### Stated exercise
Print, exactly and completely, every entry in the data.

## begin Task inputs

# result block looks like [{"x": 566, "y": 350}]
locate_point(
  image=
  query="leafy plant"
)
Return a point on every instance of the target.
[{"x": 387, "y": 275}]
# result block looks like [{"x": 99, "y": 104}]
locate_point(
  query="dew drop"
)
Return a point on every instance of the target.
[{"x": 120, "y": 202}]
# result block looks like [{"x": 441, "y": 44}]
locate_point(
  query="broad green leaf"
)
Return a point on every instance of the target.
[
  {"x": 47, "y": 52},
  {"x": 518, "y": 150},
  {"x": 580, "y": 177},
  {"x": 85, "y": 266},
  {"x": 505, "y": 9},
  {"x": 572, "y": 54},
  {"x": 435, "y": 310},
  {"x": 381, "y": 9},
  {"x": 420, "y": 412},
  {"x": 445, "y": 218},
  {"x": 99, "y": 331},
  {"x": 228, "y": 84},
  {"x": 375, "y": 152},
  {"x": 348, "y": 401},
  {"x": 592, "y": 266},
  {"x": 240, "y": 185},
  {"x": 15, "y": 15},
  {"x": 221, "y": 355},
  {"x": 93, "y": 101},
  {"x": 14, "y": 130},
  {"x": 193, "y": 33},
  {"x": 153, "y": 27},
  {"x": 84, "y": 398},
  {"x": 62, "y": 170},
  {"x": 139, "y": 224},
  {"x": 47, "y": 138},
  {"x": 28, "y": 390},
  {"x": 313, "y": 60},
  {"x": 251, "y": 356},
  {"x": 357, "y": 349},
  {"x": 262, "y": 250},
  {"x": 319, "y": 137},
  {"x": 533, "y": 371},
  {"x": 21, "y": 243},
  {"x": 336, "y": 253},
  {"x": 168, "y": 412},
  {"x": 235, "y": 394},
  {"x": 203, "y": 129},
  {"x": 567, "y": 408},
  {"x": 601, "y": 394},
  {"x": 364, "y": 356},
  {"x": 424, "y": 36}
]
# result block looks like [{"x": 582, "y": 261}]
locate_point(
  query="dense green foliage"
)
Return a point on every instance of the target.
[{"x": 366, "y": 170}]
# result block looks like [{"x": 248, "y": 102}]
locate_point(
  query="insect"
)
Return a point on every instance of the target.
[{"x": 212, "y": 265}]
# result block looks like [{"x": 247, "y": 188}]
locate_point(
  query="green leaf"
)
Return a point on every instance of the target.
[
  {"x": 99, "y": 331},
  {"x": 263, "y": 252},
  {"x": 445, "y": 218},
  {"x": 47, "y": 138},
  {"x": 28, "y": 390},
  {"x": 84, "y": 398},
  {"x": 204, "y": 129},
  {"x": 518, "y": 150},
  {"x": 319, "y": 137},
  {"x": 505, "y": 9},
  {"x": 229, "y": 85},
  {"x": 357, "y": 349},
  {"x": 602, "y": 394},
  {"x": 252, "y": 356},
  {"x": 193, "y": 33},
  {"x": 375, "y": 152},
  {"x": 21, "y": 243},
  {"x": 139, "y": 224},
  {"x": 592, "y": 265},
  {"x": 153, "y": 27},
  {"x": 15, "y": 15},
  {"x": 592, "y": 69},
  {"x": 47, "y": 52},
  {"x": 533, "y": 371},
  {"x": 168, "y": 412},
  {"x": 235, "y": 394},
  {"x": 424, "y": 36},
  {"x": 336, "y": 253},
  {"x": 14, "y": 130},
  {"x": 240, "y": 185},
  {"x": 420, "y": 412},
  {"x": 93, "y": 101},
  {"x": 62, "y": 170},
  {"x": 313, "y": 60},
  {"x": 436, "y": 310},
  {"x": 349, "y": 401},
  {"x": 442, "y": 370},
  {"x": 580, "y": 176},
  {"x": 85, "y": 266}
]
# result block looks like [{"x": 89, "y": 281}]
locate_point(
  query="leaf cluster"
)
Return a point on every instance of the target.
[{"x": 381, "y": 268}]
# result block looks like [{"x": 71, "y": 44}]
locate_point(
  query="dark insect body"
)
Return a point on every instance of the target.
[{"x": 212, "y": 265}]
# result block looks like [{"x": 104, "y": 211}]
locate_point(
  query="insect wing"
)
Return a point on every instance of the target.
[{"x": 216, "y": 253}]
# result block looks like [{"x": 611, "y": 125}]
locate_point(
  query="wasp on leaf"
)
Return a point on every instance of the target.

## end Task inputs

### The reply
# result block looks like [{"x": 566, "y": 350}]
locate_point(
  image=
  query="leafy plant"
)
Return a point on every instance of the target.
[{"x": 387, "y": 275}]
# result block looks like [{"x": 99, "y": 104}]
locate_point(
  query="dew drop"
)
Return a point on every instance of the target.
[{"x": 120, "y": 202}]
# result block looks like [{"x": 441, "y": 44}]
locate_point(
  query="broad green leaf"
)
Return a point on every instance of the target.
[
  {"x": 47, "y": 52},
  {"x": 518, "y": 150},
  {"x": 580, "y": 177},
  {"x": 85, "y": 266},
  {"x": 505, "y": 9},
  {"x": 572, "y": 54},
  {"x": 435, "y": 310},
  {"x": 381, "y": 9},
  {"x": 420, "y": 412},
  {"x": 445, "y": 218},
  {"x": 99, "y": 331},
  {"x": 228, "y": 84},
  {"x": 375, "y": 152},
  {"x": 348, "y": 401},
  {"x": 592, "y": 266},
  {"x": 240, "y": 185},
  {"x": 15, "y": 15},
  {"x": 221, "y": 355},
  {"x": 93, "y": 101},
  {"x": 14, "y": 130},
  {"x": 193, "y": 33},
  {"x": 153, "y": 27},
  {"x": 84, "y": 398},
  {"x": 62, "y": 170},
  {"x": 139, "y": 224},
  {"x": 47, "y": 138},
  {"x": 28, "y": 390},
  {"x": 313, "y": 60},
  {"x": 251, "y": 356},
  {"x": 357, "y": 349},
  {"x": 262, "y": 250},
  {"x": 319, "y": 137},
  {"x": 533, "y": 371},
  {"x": 21, "y": 243},
  {"x": 336, "y": 253},
  {"x": 168, "y": 412},
  {"x": 235, "y": 394},
  {"x": 203, "y": 129},
  {"x": 567, "y": 408},
  {"x": 601, "y": 394},
  {"x": 364, "y": 356},
  {"x": 424, "y": 36}
]
# result block looks like [{"x": 582, "y": 261}]
locate_point(
  query="dense green foliage"
)
Return a point on every instance of the target.
[{"x": 366, "y": 170}]
# result block looks like [{"x": 248, "y": 102}]
locate_point(
  query="insect"
)
Return a point on every instance of the target.
[{"x": 212, "y": 265}]
# result block looks like [{"x": 247, "y": 188}]
locate_point(
  query="green leaf"
)
Return a point on every instance of the target.
[
  {"x": 99, "y": 331},
  {"x": 263, "y": 252},
  {"x": 445, "y": 218},
  {"x": 47, "y": 138},
  {"x": 28, "y": 390},
  {"x": 84, "y": 398},
  {"x": 204, "y": 129},
  {"x": 518, "y": 150},
  {"x": 319, "y": 137},
  {"x": 505, "y": 9},
  {"x": 229, "y": 85},
  {"x": 357, "y": 349},
  {"x": 602, "y": 394},
  {"x": 252, "y": 356},
  {"x": 193, "y": 33},
  {"x": 375, "y": 152},
  {"x": 21, "y": 243},
  {"x": 139, "y": 224},
  {"x": 592, "y": 265},
  {"x": 153, "y": 27},
  {"x": 15, "y": 15},
  {"x": 592, "y": 69},
  {"x": 47, "y": 52},
  {"x": 533, "y": 371},
  {"x": 168, "y": 412},
  {"x": 235, "y": 394},
  {"x": 424, "y": 36},
  {"x": 336, "y": 253},
  {"x": 14, "y": 130},
  {"x": 240, "y": 185},
  {"x": 420, "y": 412},
  {"x": 93, "y": 101},
  {"x": 62, "y": 170},
  {"x": 313, "y": 60},
  {"x": 436, "y": 310},
  {"x": 349, "y": 401},
  {"x": 442, "y": 370},
  {"x": 580, "y": 176},
  {"x": 85, "y": 266}
]
# result block looks like [{"x": 89, "y": 281}]
locate_point(
  query="leaf cluster"
)
Return a point on every instance of the target.
[{"x": 381, "y": 268}]
# result block looks like [{"x": 71, "y": 44}]
locate_point(
  query="dark insect body"
)
Return a point on every instance of the target.
[{"x": 212, "y": 265}]
# result block looks like [{"x": 104, "y": 211}]
locate_point(
  query="insect wing"
)
Return a point on every instance of the target.
[{"x": 216, "y": 253}]
# result block looks like [{"x": 611, "y": 125}]
locate_point(
  query="wasp on leaf"
)
Return a point on every instance of the target.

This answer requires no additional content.